TEXTE PRÉSENTÉ
▼

Le journaliste a été placé derrière les barreaux le 2 janvier 2017. Il a été condamné en 2018 à purger une peine de Onze ans de prison pour plusieurs chefs d’accusation : sécession, insurrection et diffusion de fausses informations. Il a été jugé par un tribunal militaire. En 2019, Awah a été condamné à trois ans supplémentaires pour avoir protesté contre les mauvaises conditions de détention dans la prison de Kondengui. Sa condamnation a été partiellement annulée par un tribunal d’appel militaire en 2021. En 2023, Awah qui connait un mauvais état de santé a fait appel devant la Cour suprême. Aucune date d’audience fixée. Correspondant de la radio privée Afrik2 et éditeur du mensuel Aghem Messenger, Awah a été arrêté à Bamenda, dans la région du Nord-Ouest, alors qu’il interviewait des manifestants en protestation dans le cadre de la crise anglophone.

Kingsley Fomunyuy Njoka

Détenu à la prison centrale de Kondengui à Yaoundé depuis 2020, ce journaliste de la région du Nord-Ouest a été arrêté et gardé au secret dans un premier temps. Il a été inculqué par un juge d’instruction militaire de « sécessionnisme et de complicité avec un groupe armé », indique le Cpj. Pour ces motifs, il risque la réclusion à perpétuité. Après plusieurs renvois de la cause, son affaire a recommencé en janvier 2023. « Il est détenu à la prison centrale de Kondengui, à Yaoundé, la capitale, et souffre du paludisme et de problèmes d’estomac dus à de mauvaises conditions sanitaires», peut-on lire sur la plateforme en ligne du Cpj. Qui rappelle aussi qu’en mai 2022, la demande de Njoka d’assister aux funérailles de son père a été refusée. Son épouse n’a été autorisée à lui rendre visite pour la première fois qu’en septembre 2022.

▲

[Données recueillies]

▼

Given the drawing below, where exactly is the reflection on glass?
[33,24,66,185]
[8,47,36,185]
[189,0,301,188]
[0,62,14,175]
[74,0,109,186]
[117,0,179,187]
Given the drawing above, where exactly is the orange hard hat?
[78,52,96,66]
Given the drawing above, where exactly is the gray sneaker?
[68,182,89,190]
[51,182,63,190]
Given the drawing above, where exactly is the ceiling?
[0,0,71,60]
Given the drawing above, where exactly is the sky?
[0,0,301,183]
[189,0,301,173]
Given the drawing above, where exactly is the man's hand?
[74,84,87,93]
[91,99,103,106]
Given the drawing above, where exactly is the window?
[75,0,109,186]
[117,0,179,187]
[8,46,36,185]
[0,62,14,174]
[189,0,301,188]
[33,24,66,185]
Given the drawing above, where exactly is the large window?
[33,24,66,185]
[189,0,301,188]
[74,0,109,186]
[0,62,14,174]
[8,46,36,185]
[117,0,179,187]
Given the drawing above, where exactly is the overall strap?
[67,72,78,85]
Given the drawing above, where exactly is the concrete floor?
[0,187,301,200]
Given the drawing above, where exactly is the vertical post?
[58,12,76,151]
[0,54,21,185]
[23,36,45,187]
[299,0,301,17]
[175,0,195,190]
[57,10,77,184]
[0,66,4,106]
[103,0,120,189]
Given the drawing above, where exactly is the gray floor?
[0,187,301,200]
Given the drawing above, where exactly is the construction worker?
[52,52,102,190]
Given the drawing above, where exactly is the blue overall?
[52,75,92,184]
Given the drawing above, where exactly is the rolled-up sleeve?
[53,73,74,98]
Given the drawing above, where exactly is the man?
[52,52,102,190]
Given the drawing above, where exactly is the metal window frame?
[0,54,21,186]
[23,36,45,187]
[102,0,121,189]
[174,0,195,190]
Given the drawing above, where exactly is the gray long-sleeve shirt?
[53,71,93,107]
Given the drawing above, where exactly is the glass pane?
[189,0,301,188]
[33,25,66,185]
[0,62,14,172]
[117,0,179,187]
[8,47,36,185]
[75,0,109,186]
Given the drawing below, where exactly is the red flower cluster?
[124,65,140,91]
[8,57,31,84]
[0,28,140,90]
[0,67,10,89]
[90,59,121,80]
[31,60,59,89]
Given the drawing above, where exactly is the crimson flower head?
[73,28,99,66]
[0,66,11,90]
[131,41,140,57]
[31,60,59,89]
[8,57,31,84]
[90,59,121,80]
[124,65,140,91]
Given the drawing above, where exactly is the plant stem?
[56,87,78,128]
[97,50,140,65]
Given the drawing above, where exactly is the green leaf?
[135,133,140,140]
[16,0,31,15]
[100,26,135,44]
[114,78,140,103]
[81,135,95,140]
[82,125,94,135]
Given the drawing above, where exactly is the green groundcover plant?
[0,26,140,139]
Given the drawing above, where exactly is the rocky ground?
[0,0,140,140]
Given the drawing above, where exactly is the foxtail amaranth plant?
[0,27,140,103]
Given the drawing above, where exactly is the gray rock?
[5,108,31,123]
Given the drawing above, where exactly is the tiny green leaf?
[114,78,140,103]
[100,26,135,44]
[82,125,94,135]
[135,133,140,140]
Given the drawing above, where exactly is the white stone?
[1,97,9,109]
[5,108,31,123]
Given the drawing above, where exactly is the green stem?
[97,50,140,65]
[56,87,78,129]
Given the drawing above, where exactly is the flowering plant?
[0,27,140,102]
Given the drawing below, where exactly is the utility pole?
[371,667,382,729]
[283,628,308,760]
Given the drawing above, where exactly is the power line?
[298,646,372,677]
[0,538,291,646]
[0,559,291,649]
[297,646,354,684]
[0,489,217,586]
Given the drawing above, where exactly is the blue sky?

▲

QUESTIONS D'ÉTUDE
1. Reprenez sous forme de liste le paragraphe du texte présenté qui commence par « Détenu à la prison centrale de Kondengui », en gardant les faits principaux.
2. Relevez toutes les années citées dans le texte présenté, sans répétition, et classez-les de la plus ancienne à la plus récente.
Le matériel fourni n'a rien à voir avec le texte présenté.

CORRIGÉ DE L'EXERCICE
1.
- Journaliste de la région du Nord-Ouest, détenu depuis 2020 à la prison centrale de Kondengui, à Yaoundé.
- Arrêté, puis d'abord gardé au secret.
- Poursuivi par un juge d'instruction militaire pour « sécessionnisme et complicité avec un groupe armé », selon le Cpj. Il risque la réclusion à perpétuité.
- Son affaire a repris en janvier 2023, après plusieurs renvois.
- Il souffre de paludisme et de problèmes d'estomac, dus aux mauvaises conditions sanitaires.
- En mai 2022, on lui a refusé d'assister aux funérailles de son père.
- Son épouse a pu lui rendre visite pour la première fois en septembre 2022.

2. 2017, 2018, 2019, 2020, 2021, 2022, 2023